_Task instructions_
Make an exact copy of the entries below.

** begin **

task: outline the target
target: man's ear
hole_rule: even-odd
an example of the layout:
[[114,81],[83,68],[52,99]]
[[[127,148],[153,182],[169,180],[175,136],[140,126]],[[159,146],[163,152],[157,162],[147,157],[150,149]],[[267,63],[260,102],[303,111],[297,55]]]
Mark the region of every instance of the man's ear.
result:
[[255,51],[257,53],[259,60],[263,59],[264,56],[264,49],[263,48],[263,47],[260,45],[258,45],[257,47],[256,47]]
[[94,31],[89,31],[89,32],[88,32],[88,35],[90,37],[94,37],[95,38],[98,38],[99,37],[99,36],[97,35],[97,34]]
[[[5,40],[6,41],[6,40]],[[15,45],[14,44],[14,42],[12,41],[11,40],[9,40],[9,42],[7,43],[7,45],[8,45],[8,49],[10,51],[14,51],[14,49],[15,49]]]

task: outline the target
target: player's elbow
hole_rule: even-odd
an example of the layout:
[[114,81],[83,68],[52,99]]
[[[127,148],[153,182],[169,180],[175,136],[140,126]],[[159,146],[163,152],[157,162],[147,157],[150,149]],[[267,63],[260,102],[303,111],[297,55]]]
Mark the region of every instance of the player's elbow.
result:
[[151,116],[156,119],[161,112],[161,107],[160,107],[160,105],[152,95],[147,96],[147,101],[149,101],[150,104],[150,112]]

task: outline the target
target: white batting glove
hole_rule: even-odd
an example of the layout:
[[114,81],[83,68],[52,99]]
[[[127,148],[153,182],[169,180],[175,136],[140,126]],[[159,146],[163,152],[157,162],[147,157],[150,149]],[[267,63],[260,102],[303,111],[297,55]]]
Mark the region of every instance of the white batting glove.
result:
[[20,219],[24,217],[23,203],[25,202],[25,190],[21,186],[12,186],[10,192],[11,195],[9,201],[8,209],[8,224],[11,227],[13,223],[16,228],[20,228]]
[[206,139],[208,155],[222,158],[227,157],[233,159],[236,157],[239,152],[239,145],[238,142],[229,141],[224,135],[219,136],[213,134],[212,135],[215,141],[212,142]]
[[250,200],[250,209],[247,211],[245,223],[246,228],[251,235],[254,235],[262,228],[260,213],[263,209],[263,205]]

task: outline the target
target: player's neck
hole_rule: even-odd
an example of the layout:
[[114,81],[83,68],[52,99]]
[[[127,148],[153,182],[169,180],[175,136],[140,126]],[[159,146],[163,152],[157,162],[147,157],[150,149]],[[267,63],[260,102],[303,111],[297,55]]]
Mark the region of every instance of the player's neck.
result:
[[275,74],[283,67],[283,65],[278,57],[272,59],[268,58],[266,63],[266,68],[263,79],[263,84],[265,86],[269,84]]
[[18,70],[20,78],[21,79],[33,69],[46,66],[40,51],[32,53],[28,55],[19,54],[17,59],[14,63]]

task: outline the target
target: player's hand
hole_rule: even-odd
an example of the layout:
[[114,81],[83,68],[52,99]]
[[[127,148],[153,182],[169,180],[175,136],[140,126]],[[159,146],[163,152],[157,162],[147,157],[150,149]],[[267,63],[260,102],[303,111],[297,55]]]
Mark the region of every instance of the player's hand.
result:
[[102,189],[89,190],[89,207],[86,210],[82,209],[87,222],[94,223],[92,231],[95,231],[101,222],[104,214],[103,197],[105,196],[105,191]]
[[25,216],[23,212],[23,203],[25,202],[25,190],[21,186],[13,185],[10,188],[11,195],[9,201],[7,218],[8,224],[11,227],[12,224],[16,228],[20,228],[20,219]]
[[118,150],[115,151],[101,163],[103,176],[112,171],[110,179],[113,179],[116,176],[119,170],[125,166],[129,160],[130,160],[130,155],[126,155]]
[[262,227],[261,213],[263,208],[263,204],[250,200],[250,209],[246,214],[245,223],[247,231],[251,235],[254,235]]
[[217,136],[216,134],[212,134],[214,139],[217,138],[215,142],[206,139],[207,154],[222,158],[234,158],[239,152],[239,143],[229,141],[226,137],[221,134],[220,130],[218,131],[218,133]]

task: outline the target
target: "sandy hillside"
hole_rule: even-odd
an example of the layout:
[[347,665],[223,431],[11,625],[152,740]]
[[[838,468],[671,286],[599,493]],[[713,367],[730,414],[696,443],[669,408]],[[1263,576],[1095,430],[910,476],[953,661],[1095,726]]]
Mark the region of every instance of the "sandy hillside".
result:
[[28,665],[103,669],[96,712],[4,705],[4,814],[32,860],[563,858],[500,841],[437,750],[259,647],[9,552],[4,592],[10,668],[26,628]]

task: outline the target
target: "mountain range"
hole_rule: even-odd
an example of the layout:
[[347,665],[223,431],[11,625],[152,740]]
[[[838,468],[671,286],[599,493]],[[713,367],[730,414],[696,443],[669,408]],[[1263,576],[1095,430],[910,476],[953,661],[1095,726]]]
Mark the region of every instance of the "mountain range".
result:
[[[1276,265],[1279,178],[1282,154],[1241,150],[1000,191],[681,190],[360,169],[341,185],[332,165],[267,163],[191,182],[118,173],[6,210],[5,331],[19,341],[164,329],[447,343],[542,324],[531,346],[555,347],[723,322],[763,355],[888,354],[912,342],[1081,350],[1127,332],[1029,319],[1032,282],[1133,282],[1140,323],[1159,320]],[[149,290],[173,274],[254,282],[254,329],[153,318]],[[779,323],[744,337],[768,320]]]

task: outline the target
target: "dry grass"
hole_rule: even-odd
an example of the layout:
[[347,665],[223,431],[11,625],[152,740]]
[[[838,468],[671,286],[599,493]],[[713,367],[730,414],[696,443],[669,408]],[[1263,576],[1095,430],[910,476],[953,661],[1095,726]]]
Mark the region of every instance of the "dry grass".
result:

** end **

_Solved exercise_
task: outline the target
target: man's ear
hole_rule: even-odd
an example of the layout:
[[114,81],[83,68],[52,99]]
[[[127,148],[153,182],[169,180],[175,136],[140,126]],[[159,146],[163,152],[157,162],[147,157],[150,149]],[[267,63],[260,102],[303,111],[297,55]]]
Mark the region of every instance of the man's ear.
result:
[[255,51],[257,53],[259,60],[263,59],[264,56],[264,49],[263,48],[263,47],[260,45],[258,45],[257,47],[256,47]]
[[94,31],[89,31],[89,32],[88,32],[88,35],[90,37],[94,37],[95,38],[98,38],[99,37],[99,36],[97,35],[97,34]]
[[[5,40],[6,41],[6,40]],[[15,45],[14,44],[14,42],[12,41],[11,40],[9,40],[9,42],[7,43],[7,45],[8,45],[8,49],[10,51],[14,51],[14,49],[15,49]]]

task: outline the target
target: player's elbow
hole_rule: even-odd
an example of the layout:
[[114,81],[83,68],[52,99]]
[[[127,148],[153,182],[169,180],[175,136],[140,126]],[[159,146],[163,152],[157,162],[147,157],[150,149]],[[267,63],[260,102],[303,111],[297,55]]]
Mark the region of every instance of the player's elbow.
result:
[[151,116],[156,119],[161,112],[161,107],[160,107],[160,105],[152,95],[147,96],[147,101],[149,101],[150,104],[150,112]]

task: outline the target
target: white batting glove
hole_rule: even-odd
an example of the layout:
[[114,81],[83,68],[52,99]]
[[[127,148],[153,182],[169,180],[175,136],[140,126]],[[159,146],[163,152],[157,162],[147,157],[150,149]],[[267,63],[260,102],[303,111],[297,55]]]
Mark the region of every instance of the white batting glove.
result:
[[20,219],[24,217],[23,203],[25,202],[25,190],[21,186],[12,186],[10,192],[11,195],[9,201],[8,209],[8,224],[11,227],[13,223],[16,228],[20,228]]
[[206,139],[208,155],[222,158],[227,157],[233,159],[236,157],[239,152],[239,145],[238,142],[229,141],[224,135],[219,136],[213,134],[212,135],[215,141],[212,142]]
[[250,200],[250,209],[247,211],[245,223],[246,228],[251,235],[254,235],[262,228],[260,213],[263,209],[263,205]]

task: outline the target
target: player's neck
hole_rule: even-odd
an example of the layout:
[[114,81],[83,68],[52,99]]
[[[127,148],[153,182],[169,180],[175,136],[140,126]],[[159,146],[163,152],[157,162],[147,157],[150,149]],[[267,63],[260,102],[303,111],[297,55]]]
Mark the region of every instance of the player's neck.
result:
[[275,74],[283,67],[283,65],[278,57],[272,59],[268,58],[266,63],[266,68],[263,79],[263,84],[265,86],[269,84]]
[[18,70],[20,78],[21,79],[33,69],[46,66],[40,51],[32,53],[28,55],[19,54],[17,59],[14,63]]

task: outline the target
target: player's hand
hole_rule: even-odd
an example of the layout:
[[114,81],[83,68],[52,99]]
[[[127,148],[153,182],[169,180],[175,136],[140,126]],[[159,146],[163,152],[157,162],[147,157],[150,149]],[[267,63],[260,102],[303,111],[297,55]]]
Mark the region of every instance of the player's hand.
result:
[[102,189],[89,190],[89,207],[86,210],[82,209],[87,222],[94,223],[92,231],[95,231],[101,222],[104,214],[103,197],[105,196],[105,191]]
[[25,216],[23,212],[23,203],[25,202],[25,190],[21,186],[13,185],[10,188],[11,195],[9,201],[7,218],[8,224],[11,227],[12,224],[16,228],[20,228],[20,219]]
[[118,150],[115,151],[101,163],[103,176],[112,171],[110,179],[113,179],[116,176],[119,170],[125,166],[129,160],[130,160],[130,155],[126,155]]
[[262,227],[261,213],[263,208],[263,204],[250,200],[250,209],[246,214],[245,223],[247,231],[251,235],[254,235]]
[[217,136],[216,134],[212,134],[214,139],[217,138],[215,142],[206,139],[207,154],[222,158],[234,158],[239,152],[239,143],[229,141],[226,137],[221,134],[220,130],[218,131],[218,133]]

task: outline the target
target: "sandy hillside"
hole_rule: even-odd
an example of the layout:
[[347,665],[223,431],[11,625],[152,740]]
[[[838,468],[671,286],[599,493]],[[713,367],[730,414],[696,443],[669,408]],[[1263,576],[1095,430],[910,476],[953,661],[1095,726]]]
Mark the region of every instance of the "sandy hillside".
result:
[[28,665],[103,669],[96,712],[4,705],[4,814],[32,860],[563,858],[500,841],[437,750],[259,647],[9,552],[4,592],[10,668],[26,628]]

task: outline the target
target: "mountain range"
hole_rule: even-odd
an example of the layout:
[[347,665],[223,431],[11,625],[152,740]]
[[[838,468],[671,286],[599,493]],[[713,367],[730,414],[696,443],[669,408]],[[1263,576],[1095,430],[910,476],[953,661],[1095,726]]]
Mark the region of every instance of the "mountain range".
result:
[[[1276,265],[1279,178],[1282,154],[1241,150],[1000,191],[681,190],[360,169],[341,185],[332,165],[267,163],[191,182],[118,173],[6,210],[5,331],[19,341],[164,329],[447,343],[542,324],[531,346],[555,347],[723,322],[763,355],[888,354],[912,342],[1081,350],[1127,332],[1029,319],[1032,282],[1133,282],[1140,323],[1159,320]],[[149,290],[173,274],[254,282],[254,329],[153,318]],[[779,323],[744,337],[768,320]]]

task: outline the target
target: "dry grass"
hole_rule: even-odd
an example of the layout:
[[347,665],[223,431],[11,625],[152,740]]
[[[838,468],[671,286],[599,493]],[[713,367],[730,414],[696,443],[669,408]],[[1263,576],[1095,430],[910,476],[953,661],[1095,726]]]
Mark the region of every instance of the "dry grass".
result:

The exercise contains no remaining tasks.